### What you will do
In the listing below, start at the line that contains "arrangement visible in it." and stop after the line that contains "xmin=296 ymin=117 xmax=307 ymax=151". Write out those lines as a numbered list, leaving out blank lines.
▶
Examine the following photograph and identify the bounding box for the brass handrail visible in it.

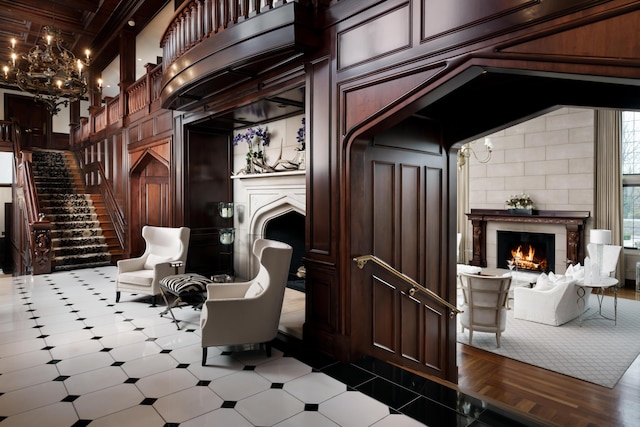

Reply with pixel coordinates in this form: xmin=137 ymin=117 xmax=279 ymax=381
xmin=353 ymin=255 xmax=462 ymax=319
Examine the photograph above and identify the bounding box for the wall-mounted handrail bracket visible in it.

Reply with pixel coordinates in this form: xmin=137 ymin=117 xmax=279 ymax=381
xmin=353 ymin=255 xmax=462 ymax=319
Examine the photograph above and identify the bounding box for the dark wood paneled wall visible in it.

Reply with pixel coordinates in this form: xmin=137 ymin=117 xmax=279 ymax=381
xmin=66 ymin=0 xmax=640 ymax=381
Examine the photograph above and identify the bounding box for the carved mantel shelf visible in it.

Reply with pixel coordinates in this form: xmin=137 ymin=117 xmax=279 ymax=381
xmin=467 ymin=209 xmax=590 ymax=267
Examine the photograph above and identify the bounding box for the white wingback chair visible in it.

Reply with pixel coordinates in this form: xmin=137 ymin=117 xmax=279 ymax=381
xmin=116 ymin=225 xmax=191 ymax=304
xmin=460 ymin=273 xmax=511 ymax=347
xmin=200 ymin=239 xmax=293 ymax=366
xmin=513 ymin=264 xmax=591 ymax=326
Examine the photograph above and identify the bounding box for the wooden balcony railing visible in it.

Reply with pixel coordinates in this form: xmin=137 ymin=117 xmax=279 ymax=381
xmin=82 ymin=162 xmax=126 ymax=252
xmin=8 ymin=122 xmax=53 ymax=274
xmin=160 ymin=0 xmax=308 ymax=70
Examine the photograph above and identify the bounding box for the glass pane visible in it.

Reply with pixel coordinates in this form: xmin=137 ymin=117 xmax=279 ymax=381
xmin=622 ymin=187 xmax=640 ymax=248
xmin=622 ymin=111 xmax=640 ymax=175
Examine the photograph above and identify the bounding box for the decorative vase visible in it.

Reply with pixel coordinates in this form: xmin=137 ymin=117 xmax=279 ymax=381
xmin=507 ymin=208 xmax=533 ymax=215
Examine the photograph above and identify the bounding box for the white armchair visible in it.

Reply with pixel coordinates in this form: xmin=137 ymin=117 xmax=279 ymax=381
xmin=116 ymin=225 xmax=191 ymax=304
xmin=460 ymin=273 xmax=511 ymax=347
xmin=200 ymin=239 xmax=293 ymax=366
xmin=513 ymin=265 xmax=591 ymax=326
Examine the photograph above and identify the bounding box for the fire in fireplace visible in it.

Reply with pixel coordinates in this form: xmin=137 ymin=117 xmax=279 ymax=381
xmin=496 ymin=230 xmax=555 ymax=273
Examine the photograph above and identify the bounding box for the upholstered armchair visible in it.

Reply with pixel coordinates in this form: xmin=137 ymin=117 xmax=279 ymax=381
xmin=513 ymin=265 xmax=591 ymax=326
xmin=116 ymin=225 xmax=191 ymax=304
xmin=460 ymin=273 xmax=511 ymax=347
xmin=200 ymin=239 xmax=293 ymax=366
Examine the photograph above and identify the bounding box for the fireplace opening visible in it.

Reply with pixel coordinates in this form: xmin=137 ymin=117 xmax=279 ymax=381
xmin=265 ymin=211 xmax=305 ymax=292
xmin=496 ymin=230 xmax=556 ymax=273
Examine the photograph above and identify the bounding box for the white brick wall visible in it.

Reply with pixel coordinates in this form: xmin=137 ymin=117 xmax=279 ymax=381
xmin=467 ymin=108 xmax=595 ymax=272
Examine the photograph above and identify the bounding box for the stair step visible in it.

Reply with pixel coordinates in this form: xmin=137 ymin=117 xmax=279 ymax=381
xmin=54 ymin=244 xmax=108 ymax=258
xmin=32 ymin=150 xmax=117 ymax=270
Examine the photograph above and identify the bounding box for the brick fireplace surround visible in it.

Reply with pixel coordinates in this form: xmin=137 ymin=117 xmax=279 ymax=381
xmin=467 ymin=209 xmax=590 ymax=267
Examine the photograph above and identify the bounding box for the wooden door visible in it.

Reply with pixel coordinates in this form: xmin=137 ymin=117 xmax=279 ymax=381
xmin=350 ymin=120 xmax=457 ymax=379
xmin=4 ymin=93 xmax=53 ymax=148
xmin=130 ymin=153 xmax=171 ymax=256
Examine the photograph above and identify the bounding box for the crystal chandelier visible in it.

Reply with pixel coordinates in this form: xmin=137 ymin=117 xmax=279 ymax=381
xmin=3 ymin=25 xmax=101 ymax=115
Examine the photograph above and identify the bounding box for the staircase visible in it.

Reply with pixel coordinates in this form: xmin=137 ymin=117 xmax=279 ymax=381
xmin=32 ymin=150 xmax=121 ymax=271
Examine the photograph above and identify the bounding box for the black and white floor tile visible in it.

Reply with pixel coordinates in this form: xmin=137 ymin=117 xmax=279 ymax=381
xmin=0 ymin=267 xmax=533 ymax=427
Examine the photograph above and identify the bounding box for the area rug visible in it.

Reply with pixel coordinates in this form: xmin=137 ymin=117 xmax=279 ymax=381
xmin=458 ymin=296 xmax=640 ymax=388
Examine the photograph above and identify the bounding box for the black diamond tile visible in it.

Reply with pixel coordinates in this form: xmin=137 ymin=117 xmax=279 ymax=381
xmin=356 ymin=377 xmax=419 ymax=409
xmin=400 ymin=397 xmax=473 ymax=426
xmin=322 ymin=363 xmax=375 ymax=387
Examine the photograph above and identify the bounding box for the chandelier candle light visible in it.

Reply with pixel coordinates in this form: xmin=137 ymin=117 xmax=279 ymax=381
xmin=3 ymin=25 xmax=102 ymax=115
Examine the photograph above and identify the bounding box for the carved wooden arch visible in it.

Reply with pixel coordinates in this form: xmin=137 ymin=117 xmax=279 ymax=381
xmin=128 ymin=139 xmax=173 ymax=255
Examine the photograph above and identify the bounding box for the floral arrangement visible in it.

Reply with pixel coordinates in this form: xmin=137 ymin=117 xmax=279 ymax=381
xmin=233 ymin=127 xmax=270 ymax=160
xmin=296 ymin=117 xmax=307 ymax=151
xmin=506 ymin=193 xmax=533 ymax=209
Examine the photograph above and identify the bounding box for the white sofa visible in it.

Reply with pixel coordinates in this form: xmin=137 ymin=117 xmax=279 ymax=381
xmin=513 ymin=265 xmax=591 ymax=326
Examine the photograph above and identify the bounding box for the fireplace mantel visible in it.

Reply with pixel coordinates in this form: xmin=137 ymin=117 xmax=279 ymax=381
xmin=467 ymin=209 xmax=590 ymax=267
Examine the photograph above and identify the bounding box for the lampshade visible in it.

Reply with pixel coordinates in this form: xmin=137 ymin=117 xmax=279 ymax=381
xmin=589 ymin=229 xmax=611 ymax=245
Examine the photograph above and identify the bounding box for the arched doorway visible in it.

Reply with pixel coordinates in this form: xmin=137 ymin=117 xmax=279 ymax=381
xmin=129 ymin=150 xmax=170 ymax=256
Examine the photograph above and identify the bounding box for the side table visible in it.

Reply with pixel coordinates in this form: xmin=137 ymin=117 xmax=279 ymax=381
xmin=576 ymin=277 xmax=618 ymax=326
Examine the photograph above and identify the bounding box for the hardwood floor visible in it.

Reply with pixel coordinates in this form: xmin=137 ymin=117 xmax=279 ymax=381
xmin=458 ymin=288 xmax=640 ymax=427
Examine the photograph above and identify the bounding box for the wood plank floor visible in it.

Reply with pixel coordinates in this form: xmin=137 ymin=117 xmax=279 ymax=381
xmin=458 ymin=288 xmax=640 ymax=427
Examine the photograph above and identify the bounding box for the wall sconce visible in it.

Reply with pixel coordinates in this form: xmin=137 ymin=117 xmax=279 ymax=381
xmin=589 ymin=228 xmax=611 ymax=283
xmin=220 ymin=228 xmax=236 ymax=245
xmin=218 ymin=202 xmax=233 ymax=218
xmin=458 ymin=138 xmax=493 ymax=169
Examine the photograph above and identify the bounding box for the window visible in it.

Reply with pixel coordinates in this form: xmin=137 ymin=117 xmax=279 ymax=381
xmin=622 ymin=111 xmax=640 ymax=248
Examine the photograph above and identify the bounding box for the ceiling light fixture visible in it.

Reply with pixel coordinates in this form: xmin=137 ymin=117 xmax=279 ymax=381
xmin=3 ymin=18 xmax=102 ymax=115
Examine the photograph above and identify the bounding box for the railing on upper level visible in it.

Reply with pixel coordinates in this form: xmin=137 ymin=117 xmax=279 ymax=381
xmin=160 ymin=0 xmax=316 ymax=70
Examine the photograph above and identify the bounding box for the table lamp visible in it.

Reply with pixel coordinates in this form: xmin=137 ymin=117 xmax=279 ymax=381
xmin=589 ymin=229 xmax=611 ymax=281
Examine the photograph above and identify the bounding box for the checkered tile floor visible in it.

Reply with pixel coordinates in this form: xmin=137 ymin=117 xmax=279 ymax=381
xmin=0 ymin=267 xmax=530 ymax=427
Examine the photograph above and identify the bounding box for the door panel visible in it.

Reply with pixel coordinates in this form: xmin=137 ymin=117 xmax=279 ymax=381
xmin=351 ymin=117 xmax=455 ymax=378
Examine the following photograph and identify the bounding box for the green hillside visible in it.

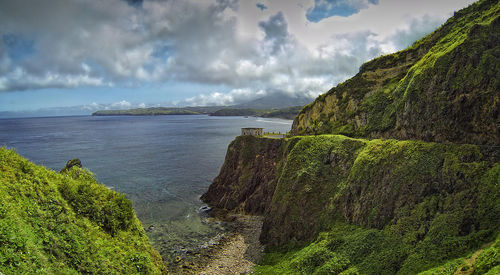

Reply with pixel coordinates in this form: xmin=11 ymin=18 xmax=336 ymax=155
xmin=292 ymin=0 xmax=500 ymax=145
xmin=0 ymin=148 xmax=164 ymax=275
xmin=202 ymin=0 xmax=500 ymax=275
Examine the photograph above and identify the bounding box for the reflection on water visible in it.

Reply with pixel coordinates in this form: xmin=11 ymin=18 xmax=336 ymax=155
xmin=0 ymin=115 xmax=291 ymax=264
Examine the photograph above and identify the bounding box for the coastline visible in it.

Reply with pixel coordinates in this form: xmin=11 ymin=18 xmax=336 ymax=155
xmin=162 ymin=213 xmax=264 ymax=274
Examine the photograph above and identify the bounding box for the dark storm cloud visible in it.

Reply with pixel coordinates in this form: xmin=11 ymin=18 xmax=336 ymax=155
xmin=259 ymin=12 xmax=289 ymax=54
xmin=0 ymin=0 xmax=472 ymax=104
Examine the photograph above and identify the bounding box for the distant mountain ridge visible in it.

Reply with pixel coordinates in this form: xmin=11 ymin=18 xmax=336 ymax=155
xmin=231 ymin=92 xmax=312 ymax=109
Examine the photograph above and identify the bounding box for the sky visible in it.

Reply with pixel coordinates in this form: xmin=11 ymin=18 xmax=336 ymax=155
xmin=0 ymin=0 xmax=474 ymax=115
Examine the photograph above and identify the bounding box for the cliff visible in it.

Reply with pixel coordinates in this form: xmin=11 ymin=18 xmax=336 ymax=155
xmin=201 ymin=136 xmax=283 ymax=214
xmin=292 ymin=1 xmax=500 ymax=145
xmin=0 ymin=148 xmax=165 ymax=275
xmin=203 ymin=0 xmax=500 ymax=274
xmin=202 ymin=135 xmax=500 ymax=274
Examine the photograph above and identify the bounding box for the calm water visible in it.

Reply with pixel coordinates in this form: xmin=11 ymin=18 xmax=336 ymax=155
xmin=0 ymin=115 xmax=291 ymax=225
◀
### Completed task
1. Examine the photograph above and identify the bounding box for the floral arrangement visible in it.
2. Reply with pixel coordinates in this form: xmin=137 ymin=117 xmax=279 ymax=381
3. xmin=233 ymin=127 xmax=270 ymax=160
4. xmin=296 ymin=117 xmax=307 ymax=151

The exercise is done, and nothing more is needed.